ACTIVITY: From the listing below, output only the lines starting at the line that has "Target: window blind slat" and ending at the line that has "Annotation guideline. For every instance of the white flower", exactly as they appear, ends included.

RECORDS FOR THIS TASK:
⁂

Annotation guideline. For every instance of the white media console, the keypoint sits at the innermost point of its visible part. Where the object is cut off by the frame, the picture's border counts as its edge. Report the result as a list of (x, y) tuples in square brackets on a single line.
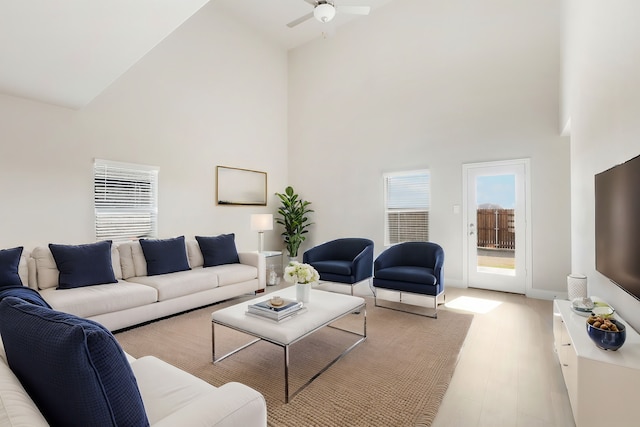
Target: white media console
[(603, 386)]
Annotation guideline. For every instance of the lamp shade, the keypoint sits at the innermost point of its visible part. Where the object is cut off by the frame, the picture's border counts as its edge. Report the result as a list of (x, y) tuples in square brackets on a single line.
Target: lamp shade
[(261, 222), (324, 12)]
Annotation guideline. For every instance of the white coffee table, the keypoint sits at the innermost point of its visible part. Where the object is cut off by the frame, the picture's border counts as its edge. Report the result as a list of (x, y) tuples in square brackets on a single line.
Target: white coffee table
[(322, 309)]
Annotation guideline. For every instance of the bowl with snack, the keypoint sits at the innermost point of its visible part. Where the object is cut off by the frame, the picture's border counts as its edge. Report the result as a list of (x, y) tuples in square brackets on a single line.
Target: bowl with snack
[(606, 332)]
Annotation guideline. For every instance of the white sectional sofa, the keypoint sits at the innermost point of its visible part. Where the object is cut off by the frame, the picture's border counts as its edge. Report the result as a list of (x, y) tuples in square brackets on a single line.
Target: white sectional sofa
[(170, 396), (137, 297)]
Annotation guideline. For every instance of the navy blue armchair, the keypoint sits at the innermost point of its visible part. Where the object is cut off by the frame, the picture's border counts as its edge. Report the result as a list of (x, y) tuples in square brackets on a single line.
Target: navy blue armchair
[(347, 260), (411, 267)]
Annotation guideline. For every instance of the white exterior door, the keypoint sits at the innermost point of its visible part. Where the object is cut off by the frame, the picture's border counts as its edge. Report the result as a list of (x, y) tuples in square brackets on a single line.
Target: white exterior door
[(496, 218)]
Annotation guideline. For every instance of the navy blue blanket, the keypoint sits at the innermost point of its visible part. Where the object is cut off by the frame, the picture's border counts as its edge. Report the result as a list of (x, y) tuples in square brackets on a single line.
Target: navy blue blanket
[(24, 293)]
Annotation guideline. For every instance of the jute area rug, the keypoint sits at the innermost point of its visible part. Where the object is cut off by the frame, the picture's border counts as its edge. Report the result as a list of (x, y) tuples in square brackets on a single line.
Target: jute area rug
[(397, 377)]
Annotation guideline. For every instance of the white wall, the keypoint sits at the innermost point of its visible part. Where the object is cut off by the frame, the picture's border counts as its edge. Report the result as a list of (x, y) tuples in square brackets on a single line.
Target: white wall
[(212, 93), (604, 106), (431, 84)]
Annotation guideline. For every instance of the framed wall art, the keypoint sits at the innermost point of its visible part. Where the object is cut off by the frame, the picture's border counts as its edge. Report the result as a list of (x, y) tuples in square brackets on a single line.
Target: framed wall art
[(237, 186)]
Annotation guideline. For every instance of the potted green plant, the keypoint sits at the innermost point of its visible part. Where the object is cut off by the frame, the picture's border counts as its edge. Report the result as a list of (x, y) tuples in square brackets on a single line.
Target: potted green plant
[(293, 211)]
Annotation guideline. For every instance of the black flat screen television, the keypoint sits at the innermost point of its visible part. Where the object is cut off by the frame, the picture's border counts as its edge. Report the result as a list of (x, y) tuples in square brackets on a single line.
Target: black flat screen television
[(617, 195)]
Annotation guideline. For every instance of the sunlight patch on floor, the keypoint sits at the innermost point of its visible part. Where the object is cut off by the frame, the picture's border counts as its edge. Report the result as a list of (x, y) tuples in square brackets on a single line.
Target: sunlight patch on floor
[(474, 305)]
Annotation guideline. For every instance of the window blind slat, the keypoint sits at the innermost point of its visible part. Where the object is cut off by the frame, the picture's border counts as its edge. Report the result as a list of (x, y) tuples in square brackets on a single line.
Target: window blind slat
[(407, 197), (125, 200)]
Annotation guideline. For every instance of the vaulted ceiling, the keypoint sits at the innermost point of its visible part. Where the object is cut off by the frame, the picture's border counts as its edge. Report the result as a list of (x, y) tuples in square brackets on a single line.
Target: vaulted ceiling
[(66, 52)]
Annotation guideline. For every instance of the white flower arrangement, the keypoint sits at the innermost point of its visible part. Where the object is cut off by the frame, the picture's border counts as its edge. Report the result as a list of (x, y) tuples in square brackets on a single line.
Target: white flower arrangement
[(297, 272)]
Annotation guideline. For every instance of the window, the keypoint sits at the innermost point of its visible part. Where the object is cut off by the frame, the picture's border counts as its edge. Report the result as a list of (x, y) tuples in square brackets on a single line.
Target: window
[(126, 200), (407, 203)]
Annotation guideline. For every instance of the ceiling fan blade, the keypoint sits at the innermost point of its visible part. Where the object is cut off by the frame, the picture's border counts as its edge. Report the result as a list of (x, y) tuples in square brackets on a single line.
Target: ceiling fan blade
[(354, 10), (300, 20)]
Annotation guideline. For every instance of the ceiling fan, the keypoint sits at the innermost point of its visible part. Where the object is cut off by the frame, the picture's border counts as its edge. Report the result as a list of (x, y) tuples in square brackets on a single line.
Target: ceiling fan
[(325, 10)]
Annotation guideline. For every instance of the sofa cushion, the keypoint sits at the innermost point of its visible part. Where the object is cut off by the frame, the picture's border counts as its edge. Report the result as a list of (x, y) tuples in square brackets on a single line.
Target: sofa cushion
[(218, 250), (343, 268), (83, 265), (167, 388), (180, 283), (408, 273), (165, 255), (92, 301), (46, 272), (85, 378), (9, 263), (25, 294), (16, 407)]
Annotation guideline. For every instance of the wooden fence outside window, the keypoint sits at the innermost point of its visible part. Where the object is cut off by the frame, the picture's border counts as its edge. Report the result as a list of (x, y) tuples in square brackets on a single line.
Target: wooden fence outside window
[(496, 228)]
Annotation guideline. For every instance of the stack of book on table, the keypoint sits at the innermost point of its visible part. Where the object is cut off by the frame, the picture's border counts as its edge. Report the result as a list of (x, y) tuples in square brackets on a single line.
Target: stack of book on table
[(267, 310)]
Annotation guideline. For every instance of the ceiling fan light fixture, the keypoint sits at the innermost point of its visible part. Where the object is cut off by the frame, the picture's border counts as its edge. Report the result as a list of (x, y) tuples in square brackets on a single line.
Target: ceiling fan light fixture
[(324, 12)]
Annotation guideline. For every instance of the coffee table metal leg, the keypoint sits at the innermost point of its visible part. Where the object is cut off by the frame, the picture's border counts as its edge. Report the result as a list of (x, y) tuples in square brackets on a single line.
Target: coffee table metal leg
[(286, 374), (213, 346)]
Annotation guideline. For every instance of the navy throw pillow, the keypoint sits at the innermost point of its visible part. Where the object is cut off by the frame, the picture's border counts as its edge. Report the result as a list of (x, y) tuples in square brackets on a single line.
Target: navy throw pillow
[(218, 250), (165, 255), (83, 265), (9, 262), (73, 368)]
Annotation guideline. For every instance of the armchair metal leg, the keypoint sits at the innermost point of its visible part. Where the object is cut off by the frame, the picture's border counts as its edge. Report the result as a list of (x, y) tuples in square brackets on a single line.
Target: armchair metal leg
[(435, 300)]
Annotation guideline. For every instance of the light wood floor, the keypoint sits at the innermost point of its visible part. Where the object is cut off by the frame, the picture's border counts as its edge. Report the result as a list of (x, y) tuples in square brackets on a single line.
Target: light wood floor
[(508, 374)]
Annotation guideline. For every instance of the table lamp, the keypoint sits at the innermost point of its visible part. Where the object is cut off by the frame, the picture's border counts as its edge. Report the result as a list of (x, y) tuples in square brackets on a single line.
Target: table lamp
[(261, 223)]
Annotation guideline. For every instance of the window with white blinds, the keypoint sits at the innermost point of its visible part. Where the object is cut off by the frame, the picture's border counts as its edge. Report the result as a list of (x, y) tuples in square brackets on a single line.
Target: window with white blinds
[(126, 200), (407, 203)]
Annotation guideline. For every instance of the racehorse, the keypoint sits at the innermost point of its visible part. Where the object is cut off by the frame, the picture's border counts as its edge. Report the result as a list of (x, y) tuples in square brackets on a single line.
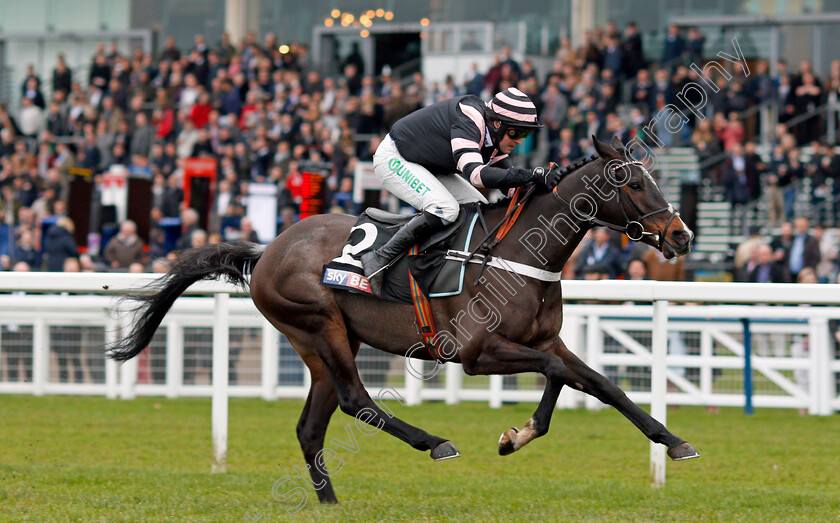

⁂

WORKED SOLUTION:
Target: window blind slat
[(407, 197), (125, 200)]
Annotation guideline. For every instance of the vaulted ceiling, the keypoint sits at the innermost point of its visible part. Where the object is cut off by the frame, the picture's border counts as its edge. Report the result as a list of (x, y) tuples in square brackets on a single line.
Target: vaulted ceiling
[(66, 52)]
Annotation guideline. For every instance of the white flower arrangement, the keypoint sits at the innermost point of its visible part. Where the object is cut off by the frame, the picture's border counts as its edge. Report the result as a list of (x, y) tuples in square brackets on a single line.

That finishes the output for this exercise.